TASK SET —
1) From the comments about Stuart Semple, quote each phrase that refers to Anish Kapoor by a label rather than by his name or a pronoun.
2) Please answer these questions on the comments about Stuart Semple:
(a) What scent does one commenter say the product has?
(b) What color did Semple make and forbid Kapoor to use in its terms of use?
(c) What sign did Semple give with two voided-out fingers?
3) Extend the comment thread about Stuart Semple with one more comment.

QUOTED PASSAGE —
Instructions: Thin with water to increase flow as required. Paint with it.

Stuart Semple is so full of gentle but pointed snark and a burning desire for accessible art, I love him. I love that no matter what Anish Kapoor does, Stuart Semple will be there, making fun of him and selling affordable art supplies to anyone who wants them.

Iit smells like black cherry? Fuck yes

Is that the same guy that gave him a middle finger by making the wordest brightest pink and putting in the terms of use that the Vantablack asshole is the only man not allowed to use it?

I love this because it’s like watching a comic book fight between an art themed hero and his super villain nemesis that wants to keep all the art things to himself. 

Yes, and that same jerk broke said terms of use by having someone get him the pink pigment and he then literally gave
Semple

and the world the middle finger, after dipping it in the pink pigment. No class whatsoever.

Semple responded by somehow getting Vanta Black (or his own newly made pigment, can’t remember which) and giving the peace sign to everyone with two voided out fingers. Seriously, they looked like a bad video edit.

Sounds like he’s attempting to flush his reputation down the crapper with keeping such a huge advance in art technology to himself AND throwing a tempter tantrum over the backlash.

I’m glad this Semple dude is standing up his bullshit.

Text-to-region grounding data:
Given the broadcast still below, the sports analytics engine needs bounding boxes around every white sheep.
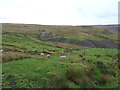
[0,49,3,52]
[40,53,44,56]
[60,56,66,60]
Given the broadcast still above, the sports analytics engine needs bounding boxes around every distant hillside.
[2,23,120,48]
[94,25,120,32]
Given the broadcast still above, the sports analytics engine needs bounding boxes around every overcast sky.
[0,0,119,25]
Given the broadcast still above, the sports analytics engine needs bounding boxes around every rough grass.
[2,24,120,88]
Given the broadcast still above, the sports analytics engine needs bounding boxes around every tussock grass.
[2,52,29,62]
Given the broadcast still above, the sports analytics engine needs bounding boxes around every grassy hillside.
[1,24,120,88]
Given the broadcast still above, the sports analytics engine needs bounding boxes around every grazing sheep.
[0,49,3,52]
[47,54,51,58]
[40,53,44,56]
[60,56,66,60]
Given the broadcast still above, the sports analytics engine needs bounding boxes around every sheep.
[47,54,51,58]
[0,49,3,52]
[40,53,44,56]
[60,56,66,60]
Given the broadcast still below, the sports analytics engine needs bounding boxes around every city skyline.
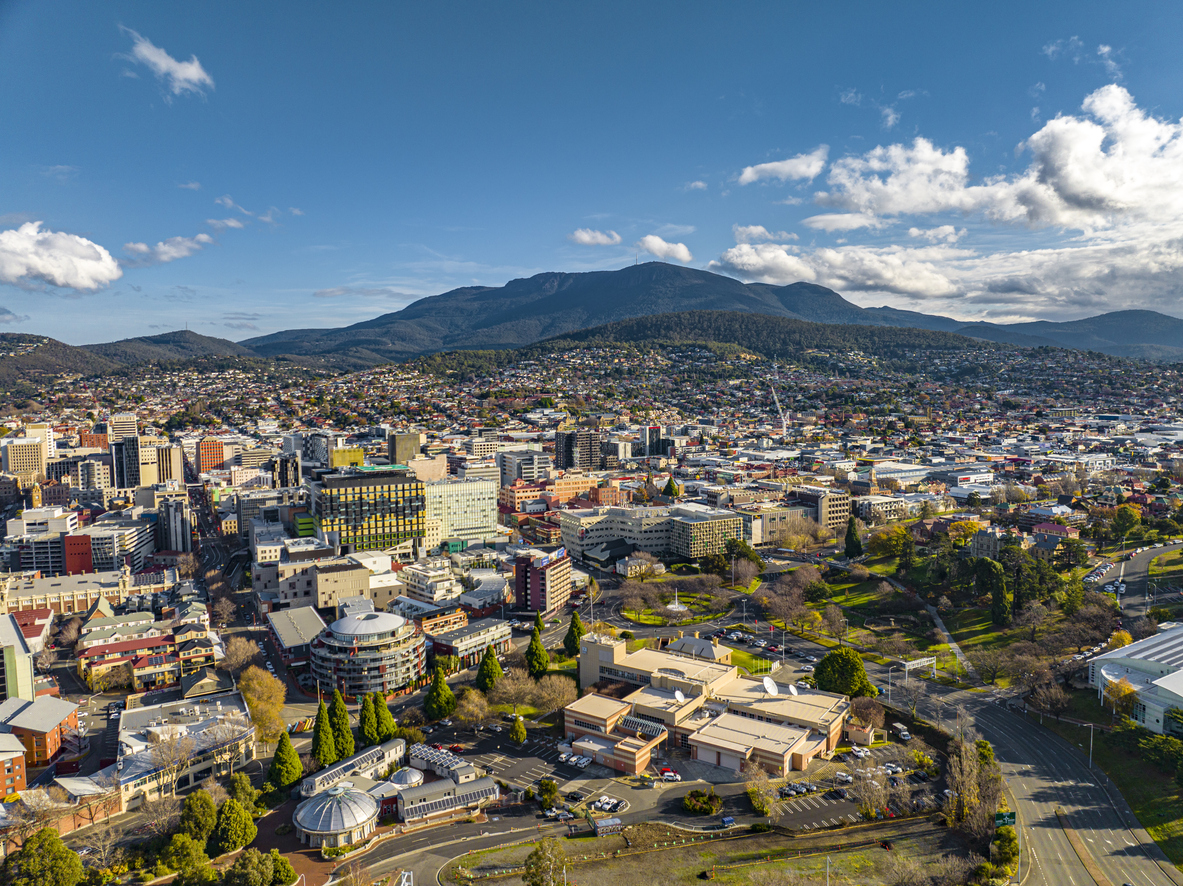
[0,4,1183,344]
--
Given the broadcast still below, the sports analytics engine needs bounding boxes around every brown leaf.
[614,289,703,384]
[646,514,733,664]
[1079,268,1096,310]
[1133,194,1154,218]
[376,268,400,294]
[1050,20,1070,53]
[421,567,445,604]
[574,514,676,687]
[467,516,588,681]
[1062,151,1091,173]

ANSWERS IN ORDER —
1) "the Vantablack asshole", "his super villain nemesis", "that same jerk"

2)
(a) Black cherry.
(b) Pink.
(c) The peace sign.

3)
Ya’ll are missing one very important point: Vantablack is caustic. Direct skin contact can cause really gnarly chemical burns. Despite that, the “void is staring back at you” black is something just about any artist would want to experiment with, even if you need to handle it as a hazmat chemical.

So, Semper’s peace sign in his own “deep space between stars” black is downright incredible as it’s SAFE. Anyone can use it, it even smells good without the scent affecting the color or consistency.

An artist in his studio whipped up a safe alternative to a pigment that chemical engineers have to make in a controlled lab.

Semper’s vengence led to a breakthrough that benefits artists of all levels the world over, and that’s just lovely.

It’s like he used the power of righteous hatred the same way some people use the power of love.

His intense need to spite the VB asshole let to him making a scientific breakthrough that shits all over his product. 

Spite is humanity’s greatest power. I love it.